Task objective:
Repeat the whole listing exactly as written.

Record set:
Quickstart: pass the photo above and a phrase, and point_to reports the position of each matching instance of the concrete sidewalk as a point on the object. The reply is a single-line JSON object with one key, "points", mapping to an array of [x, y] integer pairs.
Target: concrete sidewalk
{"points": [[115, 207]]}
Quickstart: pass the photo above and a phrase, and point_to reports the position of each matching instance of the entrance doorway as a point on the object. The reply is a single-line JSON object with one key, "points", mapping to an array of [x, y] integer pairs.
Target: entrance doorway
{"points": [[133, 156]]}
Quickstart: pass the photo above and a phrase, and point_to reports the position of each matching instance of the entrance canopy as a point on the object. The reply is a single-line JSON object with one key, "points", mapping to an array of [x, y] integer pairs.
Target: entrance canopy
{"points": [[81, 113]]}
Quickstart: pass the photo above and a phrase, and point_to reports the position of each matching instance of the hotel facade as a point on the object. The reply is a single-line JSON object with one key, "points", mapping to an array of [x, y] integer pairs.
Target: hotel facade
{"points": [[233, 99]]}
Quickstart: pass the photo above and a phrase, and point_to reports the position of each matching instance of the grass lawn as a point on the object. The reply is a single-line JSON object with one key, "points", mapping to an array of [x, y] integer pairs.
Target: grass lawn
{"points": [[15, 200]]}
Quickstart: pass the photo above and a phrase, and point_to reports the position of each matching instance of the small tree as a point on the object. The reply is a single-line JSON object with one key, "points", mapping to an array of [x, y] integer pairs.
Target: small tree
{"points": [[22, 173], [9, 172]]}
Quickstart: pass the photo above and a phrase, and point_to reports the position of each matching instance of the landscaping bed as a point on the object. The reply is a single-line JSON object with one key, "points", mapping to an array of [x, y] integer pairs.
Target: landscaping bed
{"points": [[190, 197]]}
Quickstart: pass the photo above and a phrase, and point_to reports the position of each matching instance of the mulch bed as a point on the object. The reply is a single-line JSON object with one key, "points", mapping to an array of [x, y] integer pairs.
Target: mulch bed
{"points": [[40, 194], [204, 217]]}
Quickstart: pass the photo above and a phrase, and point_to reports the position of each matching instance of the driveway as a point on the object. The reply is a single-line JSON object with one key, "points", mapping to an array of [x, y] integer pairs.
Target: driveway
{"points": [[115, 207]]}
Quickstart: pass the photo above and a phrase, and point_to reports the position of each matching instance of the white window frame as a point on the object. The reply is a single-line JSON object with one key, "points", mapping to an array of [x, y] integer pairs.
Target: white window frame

Exercise answer:
Quickstart: pass the photo above and a phrase, and point_to reports the position of each matching instance of the concrete sidewalk as a point on the object. The reply is a single-line JSON object with one key, "points", mapping to an array of [x, y] integer pairs.
Target: concrete sidewalk
{"points": [[115, 207]]}
Quickstart: pass the photo above and a phrase, and point_to reports the position of each matching instance of the entrance doorway as a point on the object. The reply is a single-line JSON object with one key, "points", mapping to an array of [x, y] integer pairs.
Target: entrance doorway
{"points": [[133, 156]]}
Quickstart: pass the photo above and a phrase, and point_to reports the position of each matching instance of the entrance canopy as a point on the object. The reply is a single-line JSON object with one key, "points", mapping to an array of [x, y] integer pairs.
Target: entrance canopy
{"points": [[81, 113]]}
Quickstart: pass the photo above and a phrase, and point_to reports the position of each matching instance of the hotel facade as a point on the object. The reply is a single-line JSON object with one key, "points", mapping to an array of [x, y] integer pairs.
Target: hotel facade
{"points": [[233, 99]]}
Quickstart: pass the photo above and a phrase, and point_to reports the position of each matching instance of the grass lawn as a point on the object. The reply is a single-line JSON object with one key, "points", mapping to an array of [x, y] integer pairs.
Target: grass lawn
{"points": [[15, 200]]}
Quickstart: pass the photo above and a phrase, and point_to reports the position of each matching instance of the small tree as a point on the object. The reply is a single-line JSON object with one key, "points", mapping to an array of [x, y] integer pairs.
Target: small tree
{"points": [[22, 173], [9, 172]]}
Quickstart: pass the photo above and a phrase, and point_to reports the position of each matching instance of the landscaping bed as a point on the object. The reply is a single-line JSON object with one key, "points", mapping to an array of [x, y] integer pairs.
Target: landscaping bed
{"points": [[190, 197]]}
Quickstart: pass the photo above and a phrase, and point_to reports the position of each matching instance of the mulch bed as a point on the object. The reply is a single-line JSON object with one key, "points", mapping to an array of [x, y] integer pairs.
Target: mulch bed
{"points": [[40, 194], [204, 217]]}
Quickstart: pass the photo above and a phrase, and point_to reports the position of each matching instance of the driveway as a point on the object. The reply is a single-line JSON object with one key, "points", mapping to an array of [x, y] integer pairs.
Target: driveway
{"points": [[115, 207]]}
Quickstart: pass the photo above and a phrase, and point_to reports the position of each matching instance of the white window frame as a point on the object. The reply is a single-line JSON object with one key, "points", mapping to an array of [x, y] integer pairs.
Target: white window frame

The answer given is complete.